Top of Data supplied

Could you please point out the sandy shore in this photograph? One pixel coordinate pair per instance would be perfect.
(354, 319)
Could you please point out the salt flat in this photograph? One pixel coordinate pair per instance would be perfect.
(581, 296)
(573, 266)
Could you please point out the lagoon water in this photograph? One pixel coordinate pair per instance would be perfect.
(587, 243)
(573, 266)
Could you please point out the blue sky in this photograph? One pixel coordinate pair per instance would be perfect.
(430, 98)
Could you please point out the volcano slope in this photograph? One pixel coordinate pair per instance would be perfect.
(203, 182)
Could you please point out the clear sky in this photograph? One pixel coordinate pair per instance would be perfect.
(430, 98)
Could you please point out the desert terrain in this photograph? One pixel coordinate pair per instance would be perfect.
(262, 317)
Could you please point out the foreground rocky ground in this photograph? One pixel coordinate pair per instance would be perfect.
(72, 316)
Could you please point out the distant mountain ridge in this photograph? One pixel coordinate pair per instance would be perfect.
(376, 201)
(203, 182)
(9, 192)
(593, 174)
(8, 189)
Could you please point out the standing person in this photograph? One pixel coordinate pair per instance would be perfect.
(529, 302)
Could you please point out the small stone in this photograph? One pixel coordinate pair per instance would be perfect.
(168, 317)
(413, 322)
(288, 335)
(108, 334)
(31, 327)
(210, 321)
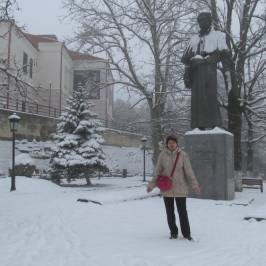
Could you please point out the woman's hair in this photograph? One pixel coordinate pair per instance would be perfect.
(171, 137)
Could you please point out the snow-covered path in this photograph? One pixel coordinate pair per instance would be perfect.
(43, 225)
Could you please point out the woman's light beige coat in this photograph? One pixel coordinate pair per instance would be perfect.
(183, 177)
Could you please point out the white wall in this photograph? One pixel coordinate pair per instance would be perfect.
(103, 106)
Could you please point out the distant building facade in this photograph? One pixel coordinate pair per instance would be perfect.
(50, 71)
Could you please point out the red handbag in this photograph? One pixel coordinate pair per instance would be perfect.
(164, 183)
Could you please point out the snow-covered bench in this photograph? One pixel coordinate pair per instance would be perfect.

Bottom of Data supplied

_Activity_
Every record above must be repeated exactly, with the pictures dropped.

_Solution for this problem_
Could you please point out the sandy shore in this photograph? One pixel coordinate pair per instance would be perfect.
(354, 319)
Could you please point out the salt flat in this photograph? One pixel coordinate pair per instance would be perfect.
(581, 296)
(573, 266)
Could you please point out the lagoon water in this photograph? One pixel coordinate pair per instance would be perfect.
(587, 243)
(573, 266)
Could you please point out the blue sky in this photograph? One pixel coordinate pair per instance would be perfect.
(430, 98)
Could you please point out the volcano slope in this photograph? One pixel coordinate pair per instance would be perfect.
(203, 182)
Could you please point out the clear sky in this photograph? One pixel coordinate pair per instance would be perfect.
(430, 98)
Could you please point out the desert terrain in this photograph? One pixel coordinate pair per instance would be perfect.
(262, 317)
Could you please point out the foreground rocky ground in this photograph? One pixel coordinate pair per instance would be perfect.
(72, 316)
Could you please point out the distant mountain ridge in this photograph? One pixel coordinate pair per instance would be perfect.
(376, 201)
(203, 182)
(9, 192)
(593, 174)
(8, 189)
Could you please point out the standing person in this photograph? One pixel coordinate pair per instance would be perfect.
(529, 302)
Could you please point out the small stone in this photograph? One pixel coordinate pair per instance would be perfect.
(168, 317)
(413, 322)
(288, 335)
(108, 334)
(31, 327)
(210, 321)
Could you please point out the woman's hair in this photograph? One pixel coordinate pair per instance would be perfect.
(171, 137)
Could you please point out the snow-covered path in this photograph? One pixel coordinate pair per instance would be perfect.
(43, 225)
Could you please point out the woman's light beige coat in this photograph? One pixel coordinate pair per instance would be perfect.
(183, 177)
Could you please point out the white wall in this photograph? One pixel coordinate pair per instance would be perfect.
(103, 106)
Could you please point out the distant building facade in this photograph? One pixel coordinate pair per instance would be perfect.
(50, 71)
Could you please point out the red handbag in this photograph? One pixel coordinate pair per instance would be perfect.
(164, 183)
Could you please point out the snow-covered bench in this photograph? One pixel coordinate pair per instance would be perfect.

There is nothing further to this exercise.